• [Consigne A] Recopiez sans rien changer tout le passage de l'extrait sur Štefánik, depuis « Štefánik, l'itinéraire fabuleux » jusqu'à « d'une célébrité historique. ».
• [Consigne B] Relevez toutes les personnes désignées par leur nom dans l'extrait sur Štefánik.

• [Extrait à lire]
+===+

Štefánik, l'itinéraire fabuleux d’un héros national slovaque
Dans une enquête sur la personnalité slovaque la plus importante organisée en 2019, la première place a été occupée par Milan Rastislav Štefánik (1880-1919). Ce héros national slovaque a été cependant aussi cofondateur de la Tchécoslovaquie indépendante, un astronome renommé et général de l'armée française. Un roman graphique paru récemment retrace la vie tumultueuse de cet homme hors du commun et dévoile les traits humains sous le masque rigide d'une célébrité historique.
Modèle d'une statue monumentale
Gabriela Kyselová et Michal Baláž, les auteurs du scénario de la BD, et le dessinateur Vaclav Šlajch ont conçu leur livre intitulé tout simplement Štefánik comme une recherche, comme une tentative difficile de découvrir et de comprendre le caractère complexe du personnage principal. Ils racontent donc simultanément non seulement la vie de ce grand Slovaque, mais aussi celle du sculpteur tchèque Bohumil Kafka, auteur de la statue monumentale de Štefánik érigée en 1938 à Bratislava. En préparant ce projet grandiose, le sculpteur s'est lancé dans la recherche des documents sur la vie et l'œuvre de son modèle et cela permet au lecteur de découvrir progressivement avec Bohumil Kafka les péripéties de la vie de l'homme devenu héros du peuple slovaque. Gabriela Kyselová évoque les particularités de l'homme fascinant qu'était Milan Rastislav Štefánik :
« Que ce soit dans les arts, que ce soit dans l’astronomie, dans la politique ou dans la diplomatie, l’ampleur de ses centres d’intérêt et de ses facultés était extraordinaire. Mais d’un autre côté, tout cela était contrebalancé par des traits de caractère qui pour beaucoup de gens n’étaient probablement pas très agréables. »
Fils de la Slovaquie profonde
Milan Rastislav Štefánik est un des neuf enfants nés dans la famille d'un pasteur protestant slovaque. Sa petite enfance se déroule dans le petit village de Košariská. Il vit dans des conditions extrêmement modestes comme la majorité de la population rurale de la région, mais il ne manque pas de livres slovaques par lesquels son père patriote cherche à instruire sa progéniture.

+===+

• [Données fournies]
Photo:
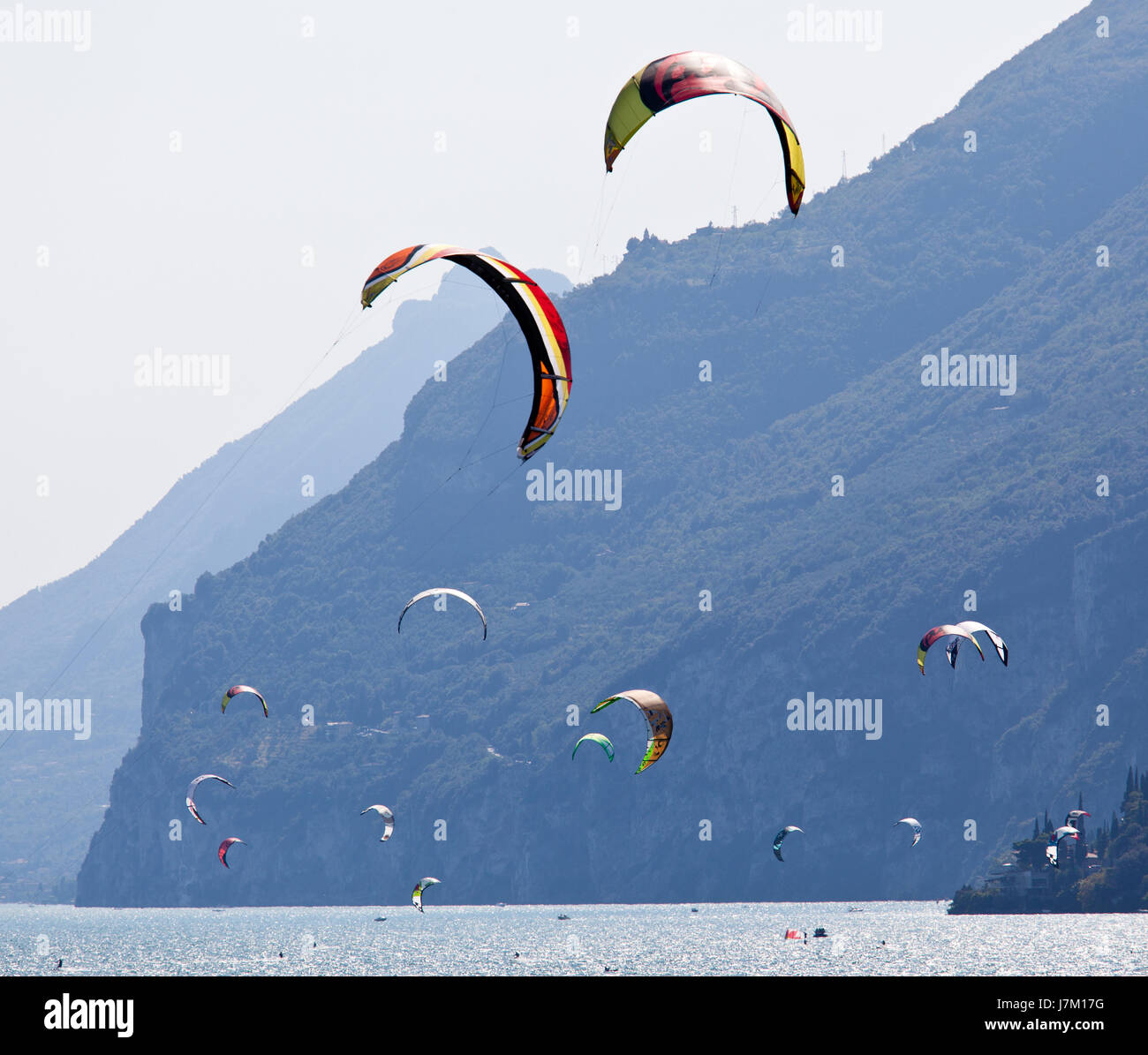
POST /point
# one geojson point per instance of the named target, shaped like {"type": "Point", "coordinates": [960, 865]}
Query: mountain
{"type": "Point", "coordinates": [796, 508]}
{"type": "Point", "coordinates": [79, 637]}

+===+

• [Corrigé A]
Štefánik, l'itinéraire fabuleux d’un héros national slovaque
Dans une enquête sur la personnalité slovaque la plus importante organisée en 2019, la première place a été occupée par Milan Rastislav Štefánik (1880-1919). Ce héros national slovaque a été cependant aussi cofondateur de la Tchécoslovaquie indépendante, un astronome renommé et général de l'armée française. Un roman graphique paru récemment retrace la vie tumultueuse de cet homme hors du commun et dévoile les traits humains sous le masque rigide d'une célébrité historique.

• [Corrigé B] Milan Rastislav Štefánik, Gabriela Kyselová, Michal Baláž, Vaclav Šlajch et Bohumil Kafka.